Task statement:
Show every line in the listing below that contains the string "motorcycle".

Pointing listing:
▬▬▬▬▬▬

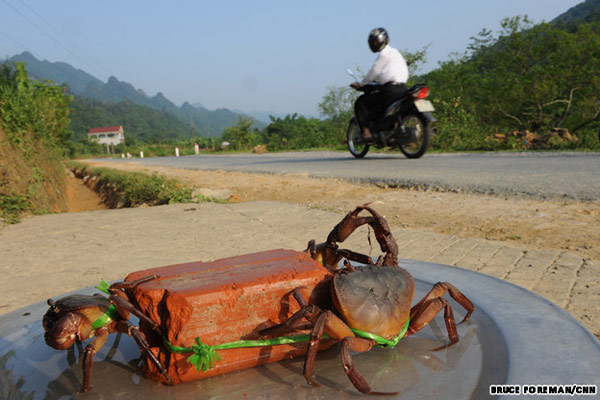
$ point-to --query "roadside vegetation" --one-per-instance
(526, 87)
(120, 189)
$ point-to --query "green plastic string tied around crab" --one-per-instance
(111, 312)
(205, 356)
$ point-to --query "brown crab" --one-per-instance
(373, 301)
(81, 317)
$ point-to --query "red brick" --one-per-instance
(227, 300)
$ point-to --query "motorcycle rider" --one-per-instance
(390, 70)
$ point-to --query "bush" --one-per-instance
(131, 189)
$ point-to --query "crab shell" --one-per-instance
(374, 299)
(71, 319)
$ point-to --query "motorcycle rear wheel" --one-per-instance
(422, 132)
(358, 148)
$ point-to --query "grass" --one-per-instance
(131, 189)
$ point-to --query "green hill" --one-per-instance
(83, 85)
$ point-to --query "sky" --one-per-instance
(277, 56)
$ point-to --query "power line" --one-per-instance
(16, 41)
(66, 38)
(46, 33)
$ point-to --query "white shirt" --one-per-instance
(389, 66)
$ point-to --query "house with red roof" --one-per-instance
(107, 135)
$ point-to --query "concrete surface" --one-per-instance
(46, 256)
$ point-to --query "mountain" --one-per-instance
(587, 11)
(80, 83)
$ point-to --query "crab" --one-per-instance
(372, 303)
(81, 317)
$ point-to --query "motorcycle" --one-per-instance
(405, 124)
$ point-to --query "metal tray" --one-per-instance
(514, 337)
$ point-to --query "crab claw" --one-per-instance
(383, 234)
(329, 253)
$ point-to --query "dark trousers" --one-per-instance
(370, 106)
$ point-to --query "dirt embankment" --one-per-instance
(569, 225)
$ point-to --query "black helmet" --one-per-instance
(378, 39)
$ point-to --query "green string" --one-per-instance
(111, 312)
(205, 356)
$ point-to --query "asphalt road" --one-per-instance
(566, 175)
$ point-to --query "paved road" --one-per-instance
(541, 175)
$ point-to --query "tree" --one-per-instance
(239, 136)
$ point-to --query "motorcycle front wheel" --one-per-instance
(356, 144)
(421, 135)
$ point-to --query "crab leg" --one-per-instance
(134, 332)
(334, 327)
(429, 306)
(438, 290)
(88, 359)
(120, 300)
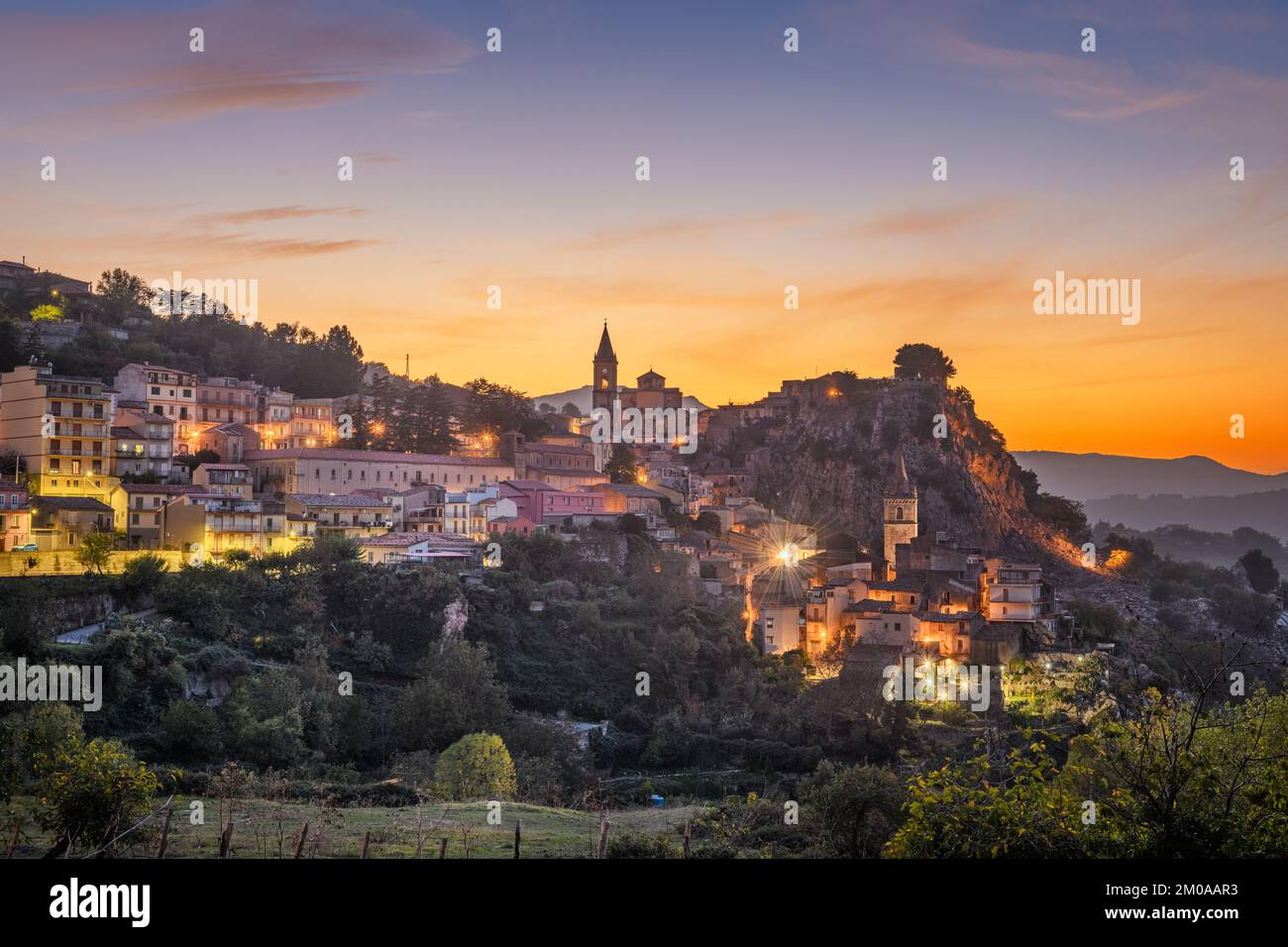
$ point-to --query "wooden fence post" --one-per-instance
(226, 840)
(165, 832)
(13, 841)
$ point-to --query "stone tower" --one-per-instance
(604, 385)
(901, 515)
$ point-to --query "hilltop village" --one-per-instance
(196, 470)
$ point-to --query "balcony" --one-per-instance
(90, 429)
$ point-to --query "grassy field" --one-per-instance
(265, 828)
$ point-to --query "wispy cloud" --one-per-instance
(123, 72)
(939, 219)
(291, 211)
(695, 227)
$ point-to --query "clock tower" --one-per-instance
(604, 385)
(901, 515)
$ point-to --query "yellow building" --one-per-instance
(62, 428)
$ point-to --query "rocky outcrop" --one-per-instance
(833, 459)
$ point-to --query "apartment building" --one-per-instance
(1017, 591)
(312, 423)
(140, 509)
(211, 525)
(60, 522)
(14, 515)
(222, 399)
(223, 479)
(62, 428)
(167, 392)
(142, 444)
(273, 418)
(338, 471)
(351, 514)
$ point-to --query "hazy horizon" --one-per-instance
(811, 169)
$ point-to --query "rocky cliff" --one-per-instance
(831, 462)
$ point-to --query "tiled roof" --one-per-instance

▬▬▬▬▬▬

Exercise answer:
$ point-to --query "motorcycle rider" --one-per-instance
$ point-to --query "motorcycle rear wheel" --one-per-instance
$ point-to --query "motorcycle" --one-per-instance
$ point-to --query "motorcycle front wheel" --one-per-instance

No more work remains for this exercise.